ФРАГМЕНТ ТЕКСТА
+-------+
За свою бюрократическую утопию герой идет на собственную Голгофу, принимая вечное презрение жены, насмешки окружающих, безнадежно надеясь, что его "хоть раз в жизни дослушают до конца, поймут". "Я не могу иначе. Иначе у меня лопнет голова от напряжения, если я не дам выход мыслям".
Князев слишком буквально понял лозунги о власти советов и народном самоуправлении. Все заканчивается скандалом на почте и комическим шествием в милицию по улицам районного городка. "Князева подтолкнули вперед... Вывели на улицу и пошли с ним в отделение милиции. Сзади несли его тетради. Прохожие останавливались и глазели. А Князев... Князев вышагивал из круга — орал громко и вольно. И испытывал некое сладостное чувство, что кричит людям всю горькую правду про них. Редкое чувство, сладкое чувство, дорогое чувство. — Пугачева ведут! — кричал он. — Не видели Пугачева? Вот он — в шляпе и галстуке! — Князев смеялся. — А сзади несут чявой-то про государство. Удивительно, да? Какой еще! Ишь чяво захотел!.. Мы-то не пишем же! Да? Мы те попишем. Мы те подумаем! "Да здравствуют полудурки!" — Хорошо, что отделение милиции было рядом, а то бы Князев накричал много всякого".
"Я пришел дать вам волю" — назвал Шукшин роман о Степане Разине. Этот Пугачев в шляпе и галстуке пришел дать людям закон. Но вечное "там лучше знают" гасит все его идеалистические порывы.
А что если бы они осуществились?!
Другой вариант резкого рывка из привычной жизни Шукшин предлагает в "Пьедестале". "И это стало у Константина Смородина как болезнь: днем, на работе, рисует свои вывески, плакаты, афиши. А вечером, дома, начинает все ругать — свою работу, своих начальников, краски. Зрителя, всех и все".
Вдохновляемый женой, мечтающей вырваться в какую-то другую жизнь (редкий у Шукшина пример женщины-соратницы и помощницы), он вместо "осточертевших передовиков" целый год пишет картину "Самоубийца", которой собирается потрясти мир. "Живет человек, никто на него не обращает внимания, замечают только, что он какой-то раздражительный. Но в политику не лезет. Вдруг, в один прекрасный день, все узнают. Что этот человек — гений. Ну, не гений, крупный талант".
Но неведомого шедевра не получается. Надежды разбиваются вдребезги после экспертизы лучшего художника города, который только-только начал пропивать свое здоровье. "— Костя!.. — окликнул он. — Ты чего? Брось ты так... Давно надо было позвать меня — не тратил бы год на эту мазню. Надо учиться, дружок, надо много уметь... Ну куда тебя к черту понесло — самоубийца! Тут еще и ремесла-то нету. Тут ни примитивизма. Ни реализма... Ничего. — Он посмотрел на картину. — Ты человек способный, это я тебе не из какой не из жалости говорю. Способный. Но абсолютно неграмотный. Да и тема вовсе не твоя, вон ты какой... окорок, с чего вдруг самоубийство-то?"
+-------+
ЗАДАНИЕ
Продолжите отрывок о героях рассказов Шукшина, начав сразу после его последней фразы.

(Позиции из набора данных)
+-------+
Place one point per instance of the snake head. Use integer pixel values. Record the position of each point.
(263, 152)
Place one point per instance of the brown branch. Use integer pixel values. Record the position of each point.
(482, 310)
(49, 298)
+-------+
МЕСТО ДЛЯ ОТВЕТА
Мимоходом, одним касанием (рассказ написан в начале семидесятых) Шукшин задевает проблему неофициального искусства. Голое "наоборот" оказывается ничем не лучше официальной "продажности". "Утро нашей родины" и "Самоубийца" стоят друг друга.
Картина — "мазня", фальшивая бумажка, вроде тех, за подделку которых артистичный герой попал в тюрьму. Но человеческая драма и боль от рухнувшей надежды — подлинны и даны Шукшиным без всякой насмешки, с сочувствием и пониманием. Еще одна душа корчится в спазмах невоплощения, пытается вырваться из оков своей маленькой судьбы.
Следующая точка, в которой Шукшин ловит в фокус своего героя, оказывается где-то на рубеже пятидесяти. Мечты, надежды, планы, любовь, трактаты, картины уже позади — наступает время сожаления и осмысления.
"— У тебя болит, што ль, чего? — Душа. Немного. Жаль... не нажился. Не устал. Не готов, так сказать" ("Земляки").
"Куда человеку деваться с растревоженной душой? Ведь она же болит, душа-то. Зубы заболят ночью, и то мы сломя голову бежим в эти, в круглосуточные, где их рвут. А с душой куда? Где тебя послушают, посочувствуют?" ("Ночью в бойлерной").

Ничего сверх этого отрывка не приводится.